TEXT EXCERPT>
"""

Wednesday, December 16, 2009
Around the NFC West: Holmgren's plans
By Mike Sando
Danny O'Neil of the Seattle Times updates Mike Holmgren's visit with the Browns regarding a front-office position. O'Neill: "The fact that a formal meeting is taking place now shows Holmgren is seeking a resolution on where he will work next season. Holmgren said two weeks ago on his weekly radio show that he would be interested in talking to Seahawks owner Paul Allen or CEO Tod Leiweke about returning to the team." I can't see Holmgren rushing to take a job in Cleveland without waiting to see what other options might come available.
Also from O'Neil: a chat transcript featuring defense of Seahawks offensive coordinator Greg Knapp. O'Neill: "I know that Greg Knapp has become someone targeted by fans. And that's understandable because the offense has been awful. But I'll ask this. What's the worst part of Seattle's offense? It's the offensive line. How many of the starting offensive linemen were added after Knapp's addition (i.e. are these the linemen he said he wanted?). The answer is Max Unger who has shown growth this year."

"""

INFORMATION SHOWN>
"""

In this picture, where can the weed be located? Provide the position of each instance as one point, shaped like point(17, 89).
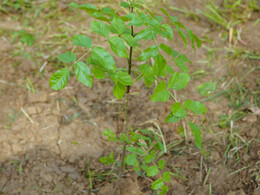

"""

DIRECTIONS>
1. Using the NFC West post, answer these:
(a) Which team is Holmgren meeting with about a front-office position?
(b) Who are the two people Holmgren said he would be interested in talking to about returning to the Seahawks?
(c) What part of Seattle's offense is called the worst?
2. Transcribe the stretch of the NFC West post from "Wednesday, December 16, 2009" through "might come available.".

RESPONSES TO THE TASKS>
1.
(a) The Browns.
(b) Seahawks owner Paul Allen and CEO Tod Leiweke.
(c) The offensive line.

2.
Wednesday, December 16, 2009
Around the NFC West: Holmgren's plans
By Mike Sando
Danny O'Neil of the Seattle Times updates Mike Holmgren's visit with the Browns regarding a front-office position. O'Neill: "The fact that a formal meeting is taking place now shows Holmgren is seeking a resolution on where he will work next season. Holmgren said two weeks ago on his weekly radio show that he would be interested in talking to Seahawks owner Paul Allen or CEO Tod Leiweke about returning to the team." I can't see Holmgren rushing to take a job in Cleveland without waiting to see what other options might come available.